DOCUMENT PASSAGE
__________________________________________________

A much less coveted (yet still important) list than greatest debut albums, these third albums dropped at pivotal moments in these band’s careers.
No one ever talks about the third album with so much hype usually surrounding a band’s debut work. Even the second release in a band’s catalogue is notable because the pitfalls of writing a new record while touring relentlessly split up more groups then anything.
But researching this list I realized that many of these entries were the mainstream’s first look at these groups. A kind of ten-year-overnight-success story. Many third albums dropped at huge crossroads in artist’s careers, a masterpiece before a massive hiatus, like Refused’s Shape of Punk to Come or a gigantic comeback record like Jane’s Addiction’s, Strays the magic number three always seems to have some sort of backstory to it either launching its group into superstardom or acting as the final nail in the coffin.

__________________________________________________

PROVIDED DATA
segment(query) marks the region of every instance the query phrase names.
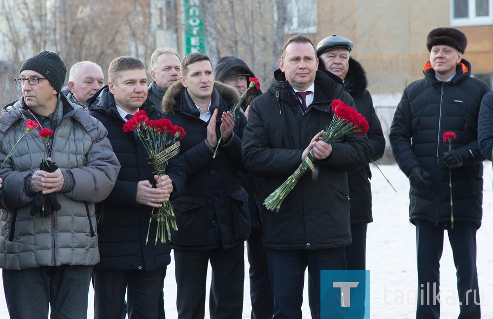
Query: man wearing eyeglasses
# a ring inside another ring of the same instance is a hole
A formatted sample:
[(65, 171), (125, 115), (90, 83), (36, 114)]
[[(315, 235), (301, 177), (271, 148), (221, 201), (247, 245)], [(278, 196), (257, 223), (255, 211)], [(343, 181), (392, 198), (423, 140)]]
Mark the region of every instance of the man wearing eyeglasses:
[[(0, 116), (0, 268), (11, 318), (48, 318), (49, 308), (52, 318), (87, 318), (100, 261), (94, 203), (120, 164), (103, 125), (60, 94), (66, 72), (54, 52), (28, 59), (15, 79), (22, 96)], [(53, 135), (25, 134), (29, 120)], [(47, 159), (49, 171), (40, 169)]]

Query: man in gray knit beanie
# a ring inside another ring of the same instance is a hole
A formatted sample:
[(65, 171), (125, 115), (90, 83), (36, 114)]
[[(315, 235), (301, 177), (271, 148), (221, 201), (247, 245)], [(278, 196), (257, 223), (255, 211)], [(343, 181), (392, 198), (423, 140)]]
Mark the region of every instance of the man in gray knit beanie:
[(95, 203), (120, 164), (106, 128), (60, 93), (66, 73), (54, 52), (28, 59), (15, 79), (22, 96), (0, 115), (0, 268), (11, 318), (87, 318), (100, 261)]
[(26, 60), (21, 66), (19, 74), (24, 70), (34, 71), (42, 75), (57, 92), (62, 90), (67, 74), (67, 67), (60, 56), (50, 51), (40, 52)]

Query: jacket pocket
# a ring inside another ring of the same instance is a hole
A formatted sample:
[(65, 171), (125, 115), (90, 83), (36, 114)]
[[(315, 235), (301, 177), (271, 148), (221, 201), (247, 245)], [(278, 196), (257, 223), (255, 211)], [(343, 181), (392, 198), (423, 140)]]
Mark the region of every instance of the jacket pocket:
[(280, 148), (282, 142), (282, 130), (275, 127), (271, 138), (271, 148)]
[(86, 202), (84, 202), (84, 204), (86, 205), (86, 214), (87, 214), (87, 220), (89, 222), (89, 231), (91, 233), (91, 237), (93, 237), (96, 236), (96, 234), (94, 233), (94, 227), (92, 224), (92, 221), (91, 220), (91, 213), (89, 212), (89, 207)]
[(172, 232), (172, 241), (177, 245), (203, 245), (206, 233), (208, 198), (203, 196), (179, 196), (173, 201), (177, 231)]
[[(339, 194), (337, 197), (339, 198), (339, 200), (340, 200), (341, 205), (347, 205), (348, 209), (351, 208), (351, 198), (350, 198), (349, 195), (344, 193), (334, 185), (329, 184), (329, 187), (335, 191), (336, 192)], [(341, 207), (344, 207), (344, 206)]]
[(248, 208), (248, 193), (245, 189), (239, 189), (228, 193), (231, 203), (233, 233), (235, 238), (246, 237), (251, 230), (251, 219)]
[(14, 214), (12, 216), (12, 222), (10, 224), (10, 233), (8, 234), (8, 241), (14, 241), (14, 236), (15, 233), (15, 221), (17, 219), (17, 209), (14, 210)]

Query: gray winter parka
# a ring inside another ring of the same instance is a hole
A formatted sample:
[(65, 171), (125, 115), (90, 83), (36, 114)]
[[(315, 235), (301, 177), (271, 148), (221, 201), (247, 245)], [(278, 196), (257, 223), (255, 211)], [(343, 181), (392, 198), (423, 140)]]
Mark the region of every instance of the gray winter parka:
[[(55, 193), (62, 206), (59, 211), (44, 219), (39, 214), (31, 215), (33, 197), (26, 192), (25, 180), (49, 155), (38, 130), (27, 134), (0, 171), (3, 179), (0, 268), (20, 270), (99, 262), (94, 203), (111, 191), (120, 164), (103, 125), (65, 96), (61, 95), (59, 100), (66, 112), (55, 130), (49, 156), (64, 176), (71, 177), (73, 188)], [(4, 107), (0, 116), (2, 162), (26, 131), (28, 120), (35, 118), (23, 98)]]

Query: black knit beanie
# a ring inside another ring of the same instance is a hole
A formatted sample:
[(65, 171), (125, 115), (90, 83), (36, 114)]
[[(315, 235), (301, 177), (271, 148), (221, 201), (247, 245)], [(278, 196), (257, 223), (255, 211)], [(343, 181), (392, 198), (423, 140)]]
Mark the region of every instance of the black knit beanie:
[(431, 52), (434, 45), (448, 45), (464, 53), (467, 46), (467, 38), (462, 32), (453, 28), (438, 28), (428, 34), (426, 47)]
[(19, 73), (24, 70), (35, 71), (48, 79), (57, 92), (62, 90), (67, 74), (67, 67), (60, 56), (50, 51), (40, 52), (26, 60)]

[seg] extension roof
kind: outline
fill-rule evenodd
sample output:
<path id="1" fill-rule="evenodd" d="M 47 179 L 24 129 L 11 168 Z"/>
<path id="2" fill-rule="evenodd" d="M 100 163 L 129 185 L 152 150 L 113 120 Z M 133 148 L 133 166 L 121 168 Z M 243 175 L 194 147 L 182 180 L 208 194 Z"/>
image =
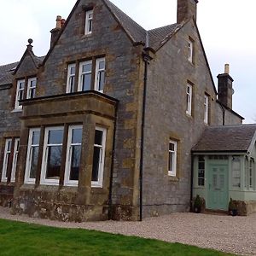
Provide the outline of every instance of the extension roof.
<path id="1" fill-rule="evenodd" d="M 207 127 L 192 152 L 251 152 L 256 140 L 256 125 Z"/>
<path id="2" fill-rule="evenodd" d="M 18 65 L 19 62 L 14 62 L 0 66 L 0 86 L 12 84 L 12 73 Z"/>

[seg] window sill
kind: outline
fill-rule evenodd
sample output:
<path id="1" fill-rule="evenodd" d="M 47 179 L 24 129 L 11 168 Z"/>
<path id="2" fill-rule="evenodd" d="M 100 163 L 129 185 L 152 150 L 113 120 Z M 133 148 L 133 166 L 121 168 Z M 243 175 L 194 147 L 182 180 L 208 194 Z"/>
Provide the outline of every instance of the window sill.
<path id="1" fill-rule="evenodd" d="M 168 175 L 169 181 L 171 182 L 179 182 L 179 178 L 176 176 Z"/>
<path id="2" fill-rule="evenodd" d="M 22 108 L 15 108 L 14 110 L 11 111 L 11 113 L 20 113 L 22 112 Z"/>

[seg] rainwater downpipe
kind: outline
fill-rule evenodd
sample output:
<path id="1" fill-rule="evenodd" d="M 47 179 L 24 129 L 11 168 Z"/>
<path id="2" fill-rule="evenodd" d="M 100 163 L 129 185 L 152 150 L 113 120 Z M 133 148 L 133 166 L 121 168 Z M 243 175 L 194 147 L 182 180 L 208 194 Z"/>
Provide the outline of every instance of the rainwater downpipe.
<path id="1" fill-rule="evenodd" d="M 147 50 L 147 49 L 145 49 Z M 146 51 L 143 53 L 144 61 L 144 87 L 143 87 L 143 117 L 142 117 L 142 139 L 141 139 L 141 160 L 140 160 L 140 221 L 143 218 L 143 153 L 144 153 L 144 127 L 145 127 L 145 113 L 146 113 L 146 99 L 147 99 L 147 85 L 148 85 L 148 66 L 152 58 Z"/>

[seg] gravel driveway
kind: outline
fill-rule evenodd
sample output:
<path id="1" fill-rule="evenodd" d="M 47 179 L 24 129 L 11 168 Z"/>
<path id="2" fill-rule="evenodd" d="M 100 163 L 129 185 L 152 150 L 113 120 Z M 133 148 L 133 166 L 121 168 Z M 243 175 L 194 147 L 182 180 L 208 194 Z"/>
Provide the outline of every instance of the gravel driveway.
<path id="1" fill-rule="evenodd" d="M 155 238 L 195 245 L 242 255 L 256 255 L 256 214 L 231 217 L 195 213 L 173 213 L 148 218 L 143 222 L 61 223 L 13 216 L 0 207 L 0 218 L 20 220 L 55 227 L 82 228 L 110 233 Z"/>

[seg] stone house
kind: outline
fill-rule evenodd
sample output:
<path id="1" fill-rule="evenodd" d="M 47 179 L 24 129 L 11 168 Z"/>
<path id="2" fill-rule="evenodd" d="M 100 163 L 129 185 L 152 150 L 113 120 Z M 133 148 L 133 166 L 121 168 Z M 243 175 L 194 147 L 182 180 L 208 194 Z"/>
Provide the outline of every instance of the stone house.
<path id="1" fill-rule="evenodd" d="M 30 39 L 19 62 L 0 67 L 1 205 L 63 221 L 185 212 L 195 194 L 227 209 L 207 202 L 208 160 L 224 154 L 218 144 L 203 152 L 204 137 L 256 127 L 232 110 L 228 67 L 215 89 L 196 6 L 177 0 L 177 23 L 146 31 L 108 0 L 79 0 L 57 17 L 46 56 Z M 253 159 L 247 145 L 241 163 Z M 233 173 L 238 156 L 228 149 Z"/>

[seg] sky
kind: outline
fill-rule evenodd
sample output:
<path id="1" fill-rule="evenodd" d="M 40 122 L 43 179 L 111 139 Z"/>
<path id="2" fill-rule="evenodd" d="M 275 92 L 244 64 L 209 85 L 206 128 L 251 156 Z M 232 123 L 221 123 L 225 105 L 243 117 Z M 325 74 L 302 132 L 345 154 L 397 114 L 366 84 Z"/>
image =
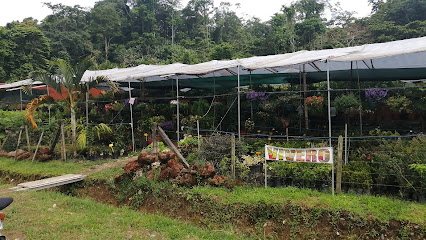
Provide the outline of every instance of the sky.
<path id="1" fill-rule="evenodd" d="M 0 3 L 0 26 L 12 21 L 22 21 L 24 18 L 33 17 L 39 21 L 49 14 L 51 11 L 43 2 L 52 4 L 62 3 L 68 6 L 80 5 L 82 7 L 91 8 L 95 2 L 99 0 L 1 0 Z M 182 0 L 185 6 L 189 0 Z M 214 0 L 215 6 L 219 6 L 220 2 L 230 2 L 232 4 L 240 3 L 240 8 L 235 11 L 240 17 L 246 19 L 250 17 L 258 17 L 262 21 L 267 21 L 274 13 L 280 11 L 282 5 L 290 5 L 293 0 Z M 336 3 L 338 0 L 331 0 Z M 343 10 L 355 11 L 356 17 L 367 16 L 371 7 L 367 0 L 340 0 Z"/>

__________________________________________________

TASKS AND EXERCISES
1. Which Jane's Addiction album does the third-albums passage call a gigantic comeback record?
2. In the third-albums passage, list every position in a band's catalogue that is mentioned for an album.

TASK-BY-TASK SOLUTIONS
1. Strays

2.
- Debut
- Second
- Third